══ SOURCE DOCUMENT

How can cancer patients be sure they're getting the latest treatments?
Fewer than 5 percent of adults with cancer will participate in a clinical trial, according to the American Cancer Society. Often it's because patients and their doctors may be unaware a trial for their condition exists.
A social media group is spreading potentially life-saving information, in real time.
It's called Colontown, a private Facebook community with over 2,500 colon cancer patients at different stages, loved ones, and caregivers sharing support, as well as scientific advances.
Member Kristin Tabeling of Colorado Springs, Colorado found a clinical trial there for her husband, Chris, who was diagnosed with stage 4 colon cancer. When the 44-year-old high school principal's chemotherapy stopped working, Tabeling sought a life-saving treatment for her husband.
"I don't know how you sort through 3,500 clinical trials with words that you don't even know what they mean," Tabeling told NBC News.

════
══ COLLECTED MATERIAL

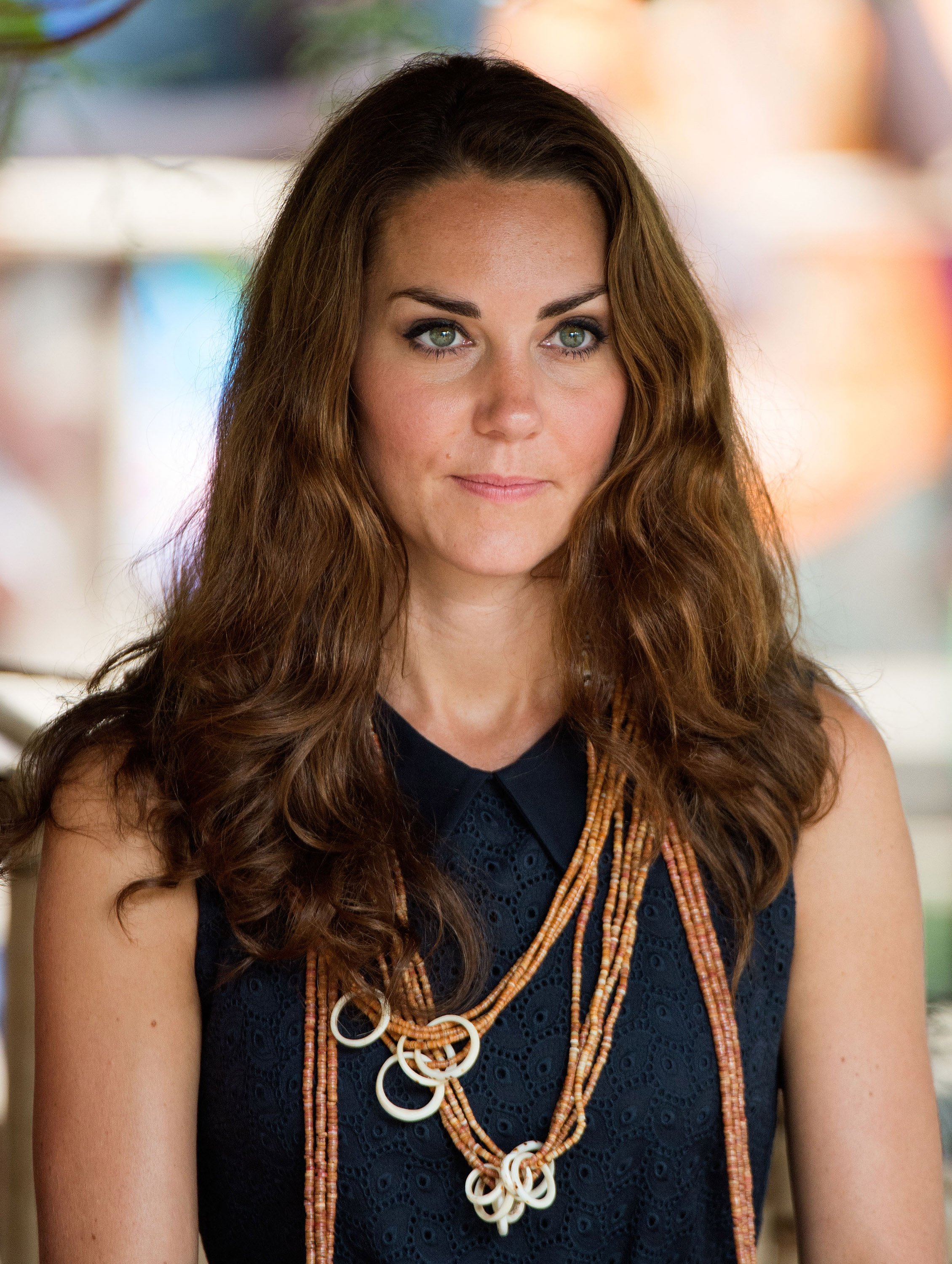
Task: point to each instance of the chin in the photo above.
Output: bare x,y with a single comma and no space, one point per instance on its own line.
495,562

════

● COMPLETE THE FOLLOWING
- A) Reproduce the part of the Colontown article that begins at the words "Member Kristin Tabeling" and ends after the words "for her husband.".
- B) List every number that appears in the Colontown article.

● SOLUTIONS TO EACH TASK
- A)
Member Kristin Tabeling of Colorado Springs, Colorado found a clinical trial there for her husband, Chris, who was diagnosed with stage 4 colon cancer. When the 44-year-old high school principal's chemotherapy stopped working, Tabeling sought a life-saving treatment for her husband.

- B)
5 (percent)
2,500
4 (stage 4)
44
3,500